(DATASET ENTRIES begins)
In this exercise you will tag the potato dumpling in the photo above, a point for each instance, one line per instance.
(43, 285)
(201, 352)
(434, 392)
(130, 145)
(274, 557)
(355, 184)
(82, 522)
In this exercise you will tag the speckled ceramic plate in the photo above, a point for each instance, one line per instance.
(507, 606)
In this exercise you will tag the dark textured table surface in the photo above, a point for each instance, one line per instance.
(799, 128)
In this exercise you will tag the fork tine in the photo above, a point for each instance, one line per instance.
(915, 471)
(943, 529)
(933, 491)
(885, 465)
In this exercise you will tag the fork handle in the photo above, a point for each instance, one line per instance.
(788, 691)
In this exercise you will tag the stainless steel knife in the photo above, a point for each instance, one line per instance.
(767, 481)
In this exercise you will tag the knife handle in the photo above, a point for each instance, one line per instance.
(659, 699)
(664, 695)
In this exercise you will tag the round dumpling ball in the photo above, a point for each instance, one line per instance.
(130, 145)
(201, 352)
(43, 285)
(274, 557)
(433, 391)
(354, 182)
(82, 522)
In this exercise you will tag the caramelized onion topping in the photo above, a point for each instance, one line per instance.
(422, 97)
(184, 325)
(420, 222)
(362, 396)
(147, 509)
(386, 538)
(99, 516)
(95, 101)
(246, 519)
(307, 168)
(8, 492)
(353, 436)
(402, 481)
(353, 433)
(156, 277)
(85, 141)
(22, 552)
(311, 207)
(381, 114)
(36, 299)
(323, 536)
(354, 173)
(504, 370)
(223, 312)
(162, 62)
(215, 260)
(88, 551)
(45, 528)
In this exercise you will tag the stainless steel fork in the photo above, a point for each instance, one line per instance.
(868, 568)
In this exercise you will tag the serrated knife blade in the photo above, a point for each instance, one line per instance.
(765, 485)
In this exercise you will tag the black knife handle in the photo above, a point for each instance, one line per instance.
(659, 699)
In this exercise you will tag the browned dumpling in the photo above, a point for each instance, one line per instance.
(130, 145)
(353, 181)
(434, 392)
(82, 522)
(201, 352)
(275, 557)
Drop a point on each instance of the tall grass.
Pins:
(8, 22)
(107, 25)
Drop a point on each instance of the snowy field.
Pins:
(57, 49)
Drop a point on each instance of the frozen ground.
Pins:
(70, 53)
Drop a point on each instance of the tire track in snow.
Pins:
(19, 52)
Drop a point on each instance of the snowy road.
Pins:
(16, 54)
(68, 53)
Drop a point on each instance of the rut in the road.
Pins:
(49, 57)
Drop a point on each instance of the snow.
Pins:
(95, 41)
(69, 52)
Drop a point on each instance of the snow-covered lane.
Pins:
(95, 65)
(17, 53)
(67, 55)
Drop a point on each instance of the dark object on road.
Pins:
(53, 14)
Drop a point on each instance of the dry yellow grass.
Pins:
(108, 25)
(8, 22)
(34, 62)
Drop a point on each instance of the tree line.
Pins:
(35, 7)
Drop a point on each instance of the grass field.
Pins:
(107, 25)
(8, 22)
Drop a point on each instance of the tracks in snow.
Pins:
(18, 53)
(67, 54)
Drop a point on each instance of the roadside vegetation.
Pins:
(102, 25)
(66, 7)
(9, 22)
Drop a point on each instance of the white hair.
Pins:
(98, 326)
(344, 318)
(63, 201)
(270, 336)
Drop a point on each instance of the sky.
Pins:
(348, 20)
(DATASET ENTRIES ends)
◆ PROBLEM DETAILS
Set the whole listing down again so that it matches the original exactly.

◆ RESULT FOR THIS TASK
In this exercise you will tag the potato dumpling in the photo above, a point for each instance, one line per instance.
(43, 285)
(201, 352)
(434, 392)
(130, 145)
(274, 557)
(355, 184)
(82, 522)
In this exercise you will tag the speckled ceramic plate in the photo above, a point for each instance, one line per instance.
(507, 606)
In this exercise you will tag the dark textured table surface in the photo above, a point for each instance, one line per instance.
(799, 128)
In this exercise you will tag the fork tine in the photo above, a point for each instance, one line per instance.
(915, 471)
(943, 529)
(933, 491)
(885, 465)
In this exercise you will tag the fork handle in the photo above, a point for each instance, one line per instance.
(788, 691)
In this exercise you will tag the stainless steel knife in the photo above, a point for each instance, one line per instance.
(767, 481)
In this exercise you will tag the knife handle in the photo above, a point for each instance, one line per instance.
(659, 699)
(664, 695)
In this exercise you will tag the round dumpling ball in the photo above, a point for each instance, one line per instance.
(130, 145)
(201, 352)
(43, 285)
(274, 557)
(433, 391)
(354, 182)
(82, 522)
In this exercise you will tag the caramelized onion topping in the photo above, a point for each instance, one line per instance.
(422, 97)
(184, 325)
(420, 222)
(362, 396)
(147, 509)
(386, 538)
(99, 516)
(95, 101)
(246, 519)
(307, 168)
(8, 492)
(353, 436)
(402, 481)
(353, 433)
(156, 277)
(85, 141)
(22, 552)
(311, 207)
(381, 114)
(36, 299)
(323, 536)
(354, 173)
(504, 370)
(223, 312)
(162, 62)
(215, 260)
(88, 551)
(45, 528)
In this exercise you will tag the stainless steel fork in the photo above, a point for each instance, one line per instance.
(868, 568)
In this exercise you will tag the serrated knife blade in the photo above, a point for each instance, one line per instance.
(765, 485)
In this exercise you will tag the black knife handle in the photo above, a point for each instance, one line per instance.
(659, 699)
In this exercise you will tag the browned dumpling in the photo above, a point for each instance, one line per instance.
(130, 145)
(353, 181)
(434, 392)
(82, 522)
(201, 352)
(275, 557)
Drop a point on each instance of the tall grass.
Pins:
(8, 22)
(107, 25)
Drop a point on each instance of the snowy field.
Pins:
(57, 49)
Drop a point on each instance of the frozen ground.
Pins:
(70, 53)
Drop a point on each instance of the tire track in snow.
Pins:
(19, 52)
Drop a point on each instance of the snowy road.
Pins:
(16, 54)
(68, 53)
Drop a point on each instance of the rut in the road.
Pins:
(49, 57)
Drop a point on each instance of the snow.
Pins:
(95, 41)
(69, 52)
Drop a point on each instance of the snow-covered lane.
Pins:
(95, 65)
(17, 53)
(67, 55)
Drop a point on each instance of the dark object on road.
Pins:
(53, 14)
Drop a point on each instance of the dry yellow grass.
Pins:
(108, 25)
(8, 22)
(34, 62)
Drop a point on each instance of the tree line.
Pins:
(35, 7)
Drop a point on each instance of the grass field.
Pins:
(107, 25)
(8, 22)
Drop a point on each instance of the tracks in snow.
Pins:
(18, 53)
(67, 54)
Drop a point on each instance of the roadside vegetation.
Pins:
(102, 25)
(66, 7)
(9, 22)
Drop a point on each instance of the white hair.
Pins:
(98, 326)
(344, 318)
(63, 201)
(270, 336)
Drop a point on each instance of the sky.
Pins:
(348, 20)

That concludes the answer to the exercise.